◆ YOUR INSTRUCTIONS
Write out the listing below line for line without changing anything, but leave out the pictures.

-- start THE INPUT --

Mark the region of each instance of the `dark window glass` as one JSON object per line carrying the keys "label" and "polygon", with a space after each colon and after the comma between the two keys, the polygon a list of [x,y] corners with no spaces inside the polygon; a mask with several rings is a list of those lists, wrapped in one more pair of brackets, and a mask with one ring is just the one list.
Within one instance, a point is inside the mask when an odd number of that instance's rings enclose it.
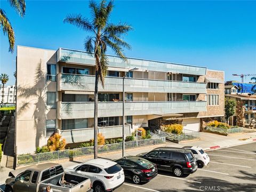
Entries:
{"label": "dark window glass", "polygon": [[159,158],[170,158],[170,152],[167,151],[159,151]]}
{"label": "dark window glass", "polygon": [[29,181],[29,178],[31,173],[32,171],[26,171],[20,175],[20,180],[27,182]]}
{"label": "dark window glass", "polygon": [[50,178],[50,171],[49,170],[47,170],[46,171],[44,171],[43,172],[43,174],[42,174],[42,179],[41,181],[43,181],[45,180],[45,179],[49,179]]}
{"label": "dark window glass", "polygon": [[150,152],[148,154],[148,157],[158,157],[158,152],[156,151],[153,151],[151,152]]}
{"label": "dark window glass", "polygon": [[38,172],[37,171],[34,171],[33,173],[33,176],[32,176],[32,179],[31,179],[31,182],[32,183],[36,183],[36,179],[37,179],[38,175]]}
{"label": "dark window glass", "polygon": [[184,155],[181,153],[172,152],[172,158],[174,160],[186,161]]}
{"label": "dark window glass", "polygon": [[122,167],[118,164],[113,165],[110,167],[105,169],[106,172],[108,174],[114,174],[122,170]]}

-- end THE INPUT --

◆ FINISHED ANSWER
Mark the region of each instance of the `dark window glass` as one JSON object per line carrying the keys "label" and "polygon", with a space after each colon and after the comma between the two keys, the polygon a list of [x,y] corners with no spaces inside the polygon; a mask with several rings is a list of those lists, wrapped in one more pair of brackets, and a mask with one ring is just the one list.
Within one instance, a point is inside the mask when an odd number of that instance's rings enclose it.
Entries:
{"label": "dark window glass", "polygon": [[159,158],[170,158],[170,152],[167,151],[159,151]]}
{"label": "dark window glass", "polygon": [[29,181],[29,178],[31,173],[32,171],[26,171],[20,175],[20,180],[27,182]]}
{"label": "dark window glass", "polygon": [[50,178],[50,171],[49,170],[47,170],[46,171],[44,171],[43,172],[43,174],[42,174],[42,179],[41,181],[43,181],[45,180],[45,179],[49,179]]}
{"label": "dark window glass", "polygon": [[150,152],[148,154],[148,157],[158,157],[158,152],[156,151],[153,151],[151,152]]}
{"label": "dark window glass", "polygon": [[38,172],[37,171],[34,171],[33,173],[33,176],[32,176],[32,179],[31,179],[31,182],[32,183],[36,183],[36,179],[37,179],[38,175]]}
{"label": "dark window glass", "polygon": [[184,155],[181,153],[172,152],[172,158],[174,160],[186,161]]}
{"label": "dark window glass", "polygon": [[122,167],[118,164],[113,165],[110,167],[105,169],[106,172],[108,174],[114,174],[122,170]]}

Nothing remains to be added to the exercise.